'''
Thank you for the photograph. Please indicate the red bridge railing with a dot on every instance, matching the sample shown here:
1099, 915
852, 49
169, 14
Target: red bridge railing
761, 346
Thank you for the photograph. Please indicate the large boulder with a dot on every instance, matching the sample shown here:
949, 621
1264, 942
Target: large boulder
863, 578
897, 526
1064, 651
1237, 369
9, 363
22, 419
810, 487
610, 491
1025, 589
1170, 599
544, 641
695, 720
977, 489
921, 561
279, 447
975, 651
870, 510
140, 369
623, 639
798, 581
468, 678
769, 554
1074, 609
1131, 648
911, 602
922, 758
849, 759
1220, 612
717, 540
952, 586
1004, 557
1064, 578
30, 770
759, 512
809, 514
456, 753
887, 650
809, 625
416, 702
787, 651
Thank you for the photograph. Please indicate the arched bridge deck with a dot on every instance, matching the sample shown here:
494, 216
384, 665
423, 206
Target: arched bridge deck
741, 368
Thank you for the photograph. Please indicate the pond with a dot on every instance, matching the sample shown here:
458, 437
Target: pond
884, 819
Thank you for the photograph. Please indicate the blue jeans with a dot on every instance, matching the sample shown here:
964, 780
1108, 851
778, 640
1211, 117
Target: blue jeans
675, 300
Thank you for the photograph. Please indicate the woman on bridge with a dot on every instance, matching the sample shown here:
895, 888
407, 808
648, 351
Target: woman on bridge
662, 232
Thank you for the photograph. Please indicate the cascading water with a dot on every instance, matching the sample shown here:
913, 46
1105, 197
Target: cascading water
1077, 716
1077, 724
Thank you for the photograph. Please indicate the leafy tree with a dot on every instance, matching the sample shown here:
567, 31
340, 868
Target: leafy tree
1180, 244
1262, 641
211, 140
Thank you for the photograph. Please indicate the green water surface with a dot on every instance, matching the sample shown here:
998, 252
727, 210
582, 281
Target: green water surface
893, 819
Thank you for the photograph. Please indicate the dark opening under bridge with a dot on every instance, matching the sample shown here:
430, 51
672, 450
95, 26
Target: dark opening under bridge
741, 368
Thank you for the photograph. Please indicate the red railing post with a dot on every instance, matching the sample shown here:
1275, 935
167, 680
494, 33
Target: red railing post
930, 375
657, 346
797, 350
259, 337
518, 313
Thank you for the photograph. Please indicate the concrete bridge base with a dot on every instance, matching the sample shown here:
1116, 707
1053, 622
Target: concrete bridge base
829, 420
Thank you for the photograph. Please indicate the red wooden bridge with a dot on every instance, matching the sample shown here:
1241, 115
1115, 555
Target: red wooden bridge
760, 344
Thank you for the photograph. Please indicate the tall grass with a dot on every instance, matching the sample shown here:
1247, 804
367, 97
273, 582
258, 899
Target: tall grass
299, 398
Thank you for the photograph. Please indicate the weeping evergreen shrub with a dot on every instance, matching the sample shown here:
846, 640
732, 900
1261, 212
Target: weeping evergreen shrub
'''
§ Description of the task
Convert everything in the material from the line containing "Thank you for the photograph. Please indicate the red wooden" down to the last line of the material into a Markdown table with two columns, No. and Text. Number each row in No., put the line itself in Text, and leave out blank lines.

§ Output of the exercise
| No. | Text |
|---|---|
| 1 | Thank you for the photograph. Please indicate the red wooden bridge with a dot on every instance, matching the sample shown here: |
| 2 | 1241, 115 |
| 3 | 1115, 555 |
| 4 | Target: red wooden bridge |
| 5 | 760, 344 |
| 6 | Thank you for the photograph. Please indicate the tall grass with a dot on every instance, matching the sample shown here: |
| 7 | 1247, 804 |
| 8 | 367, 97 |
| 9 | 273, 582 |
| 10 | 258, 899 |
| 11 | Target: tall grass |
| 12 | 299, 398 |
| 13 | Thank you for the photograph. Please indicate the weeping evergreen shrub with a dot on every instance, matching the sample shown here: |
| 14 | 846, 640 |
| 15 | 732, 900 |
| 16 | 1261, 212 |
| 17 | Target: weeping evergreen shrub |